EXTRACTED TEXT:
***

She chose to forgo chemotherapy to treat her brain cancer, since it would have meant ending her pregnancy.

There’s more at the link.

I know there will be those who do not share Carrie and Nick DeKlyen’s faith.  They may argue that she should have chosen to live at the expense of her unborn child, so that she could be there for her husband and their five existing children.  That’s their privilege . . . but I say without any hesitation that Mrs. DeKlyen died a heroine’s death, giving her life that another human being’s life might be saved.  I daresay she knew that her cancer, glioblastoma, has a very low survival rate, and treatment is almost always unsuccessful beyond a year or so;  but that doesn’t take away anything from her courage.  She gave up her chance at life, to give her daughter a chance at hers.

May Carrie DeKlyen be blessed in this world and the next, and may she rest in peace.  May her husband and their six children be blessed by and in her memory, and continue to show, to each other and the world, the standard of love and courage she has forever enshrined for them as an example;  and may they all be reunited in whatever awaits us beyond the veil of death.

A heroine indeed.



  1. Peter, why do you do this?

***

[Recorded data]

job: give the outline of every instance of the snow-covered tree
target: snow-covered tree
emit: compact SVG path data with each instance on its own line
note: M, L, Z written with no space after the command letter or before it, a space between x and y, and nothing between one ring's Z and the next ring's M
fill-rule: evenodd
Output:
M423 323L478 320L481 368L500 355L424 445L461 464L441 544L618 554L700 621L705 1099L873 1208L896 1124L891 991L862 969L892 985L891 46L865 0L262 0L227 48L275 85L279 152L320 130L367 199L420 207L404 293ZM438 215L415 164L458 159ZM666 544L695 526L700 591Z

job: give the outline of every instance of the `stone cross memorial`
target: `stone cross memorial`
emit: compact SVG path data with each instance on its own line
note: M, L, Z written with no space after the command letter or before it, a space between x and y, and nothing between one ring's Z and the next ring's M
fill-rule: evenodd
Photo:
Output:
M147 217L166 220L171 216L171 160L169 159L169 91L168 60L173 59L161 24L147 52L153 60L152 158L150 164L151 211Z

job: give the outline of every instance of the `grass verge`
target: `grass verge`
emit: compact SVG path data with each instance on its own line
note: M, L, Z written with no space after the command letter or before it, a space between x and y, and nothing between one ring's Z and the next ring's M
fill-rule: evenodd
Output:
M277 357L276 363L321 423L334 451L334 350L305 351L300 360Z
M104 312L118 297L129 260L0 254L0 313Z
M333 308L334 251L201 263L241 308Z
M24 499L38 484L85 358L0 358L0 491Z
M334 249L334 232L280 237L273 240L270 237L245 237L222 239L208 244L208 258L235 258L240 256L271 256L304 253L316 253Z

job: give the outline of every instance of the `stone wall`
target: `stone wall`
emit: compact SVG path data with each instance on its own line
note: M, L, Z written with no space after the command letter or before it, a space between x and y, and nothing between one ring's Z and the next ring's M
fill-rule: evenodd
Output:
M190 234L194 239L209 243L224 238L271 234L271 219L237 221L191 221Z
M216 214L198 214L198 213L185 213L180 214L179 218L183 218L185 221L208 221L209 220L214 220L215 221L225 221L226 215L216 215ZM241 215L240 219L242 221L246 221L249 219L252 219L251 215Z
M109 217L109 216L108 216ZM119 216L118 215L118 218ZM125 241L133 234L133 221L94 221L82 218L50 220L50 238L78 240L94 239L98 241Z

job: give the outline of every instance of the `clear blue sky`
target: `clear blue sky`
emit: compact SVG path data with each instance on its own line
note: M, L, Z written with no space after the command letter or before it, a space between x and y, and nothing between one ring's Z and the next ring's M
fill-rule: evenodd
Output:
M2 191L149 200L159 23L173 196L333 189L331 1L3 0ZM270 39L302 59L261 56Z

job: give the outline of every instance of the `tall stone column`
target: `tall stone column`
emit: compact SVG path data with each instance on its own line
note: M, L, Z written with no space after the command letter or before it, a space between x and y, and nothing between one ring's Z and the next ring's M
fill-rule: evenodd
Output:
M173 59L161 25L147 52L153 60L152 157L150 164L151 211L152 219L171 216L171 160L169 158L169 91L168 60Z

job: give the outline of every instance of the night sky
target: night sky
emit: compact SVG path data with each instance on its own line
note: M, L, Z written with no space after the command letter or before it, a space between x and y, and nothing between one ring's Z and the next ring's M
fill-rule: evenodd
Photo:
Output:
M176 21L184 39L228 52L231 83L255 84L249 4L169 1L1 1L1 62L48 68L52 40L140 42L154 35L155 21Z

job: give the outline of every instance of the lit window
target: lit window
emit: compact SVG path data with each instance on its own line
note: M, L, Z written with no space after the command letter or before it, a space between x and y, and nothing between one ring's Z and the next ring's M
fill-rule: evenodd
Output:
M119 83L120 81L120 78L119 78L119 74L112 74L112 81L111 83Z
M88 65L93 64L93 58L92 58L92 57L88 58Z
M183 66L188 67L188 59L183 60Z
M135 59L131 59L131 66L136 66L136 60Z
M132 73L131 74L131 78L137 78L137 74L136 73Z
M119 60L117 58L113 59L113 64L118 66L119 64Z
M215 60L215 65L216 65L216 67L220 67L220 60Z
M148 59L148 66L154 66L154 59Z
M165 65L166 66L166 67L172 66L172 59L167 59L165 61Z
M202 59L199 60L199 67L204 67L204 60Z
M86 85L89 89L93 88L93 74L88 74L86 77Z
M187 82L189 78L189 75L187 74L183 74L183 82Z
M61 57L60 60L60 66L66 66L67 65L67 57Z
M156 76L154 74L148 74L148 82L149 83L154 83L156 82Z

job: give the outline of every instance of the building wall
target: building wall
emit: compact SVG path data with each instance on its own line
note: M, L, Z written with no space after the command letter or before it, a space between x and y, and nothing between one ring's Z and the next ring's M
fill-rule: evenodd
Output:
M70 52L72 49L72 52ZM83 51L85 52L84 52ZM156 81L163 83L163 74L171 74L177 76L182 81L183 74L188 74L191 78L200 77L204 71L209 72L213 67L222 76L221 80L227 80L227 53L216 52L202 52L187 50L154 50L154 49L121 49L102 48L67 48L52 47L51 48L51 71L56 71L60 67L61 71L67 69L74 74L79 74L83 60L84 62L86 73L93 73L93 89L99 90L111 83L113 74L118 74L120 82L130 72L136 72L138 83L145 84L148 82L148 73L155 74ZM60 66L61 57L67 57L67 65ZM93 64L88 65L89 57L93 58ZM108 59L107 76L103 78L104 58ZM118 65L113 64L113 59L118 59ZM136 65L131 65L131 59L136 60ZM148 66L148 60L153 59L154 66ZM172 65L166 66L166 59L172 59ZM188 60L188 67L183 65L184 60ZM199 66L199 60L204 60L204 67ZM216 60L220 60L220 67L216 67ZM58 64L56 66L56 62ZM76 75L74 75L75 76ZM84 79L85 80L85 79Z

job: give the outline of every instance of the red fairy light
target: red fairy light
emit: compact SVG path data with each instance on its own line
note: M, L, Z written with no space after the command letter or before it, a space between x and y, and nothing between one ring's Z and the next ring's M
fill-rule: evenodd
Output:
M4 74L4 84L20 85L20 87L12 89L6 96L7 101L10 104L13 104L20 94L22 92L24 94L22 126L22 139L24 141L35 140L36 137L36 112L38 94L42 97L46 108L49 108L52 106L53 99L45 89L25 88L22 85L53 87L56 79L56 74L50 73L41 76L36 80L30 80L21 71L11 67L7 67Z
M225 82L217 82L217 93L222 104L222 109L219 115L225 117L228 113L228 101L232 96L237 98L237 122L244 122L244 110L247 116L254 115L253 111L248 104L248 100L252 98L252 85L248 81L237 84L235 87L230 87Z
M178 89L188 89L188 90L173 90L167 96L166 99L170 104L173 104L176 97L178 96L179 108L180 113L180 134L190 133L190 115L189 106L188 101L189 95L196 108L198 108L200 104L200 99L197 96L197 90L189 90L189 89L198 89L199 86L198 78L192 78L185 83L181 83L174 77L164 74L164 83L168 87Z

***

REQUIREMENT A: In the post about Carrie DeKlyen, what type of brain cancer did she have?
REQUIREMENT B: Duplicate the stretch of the post about Carrie DeKlyen from "I know there" through "chance at hers.".

EXERCISE RESPONSE A: Glioblastoma.

EXERCISE RESPONSE B:
I know there will be those who do not share Carrie and Nick DeKlyen’s faith.  They may argue that she should have chosen to live at the expense of her unborn child, so that she could be there for her husband and their five existing children.  That’s their privilege . . . but I say without any hesitation that Mrs. DeKlyen died a heroine’s death, giving her life that another human being’s life might be saved.  I daresay she knew that her cancer, glioblastoma, has a very low survival rate, and treatment is almost always unsuccessful beyond a year or so;  but that doesn’t take away anything from her courage.  She gave up her chance at life, to give her daughter a chance at hers.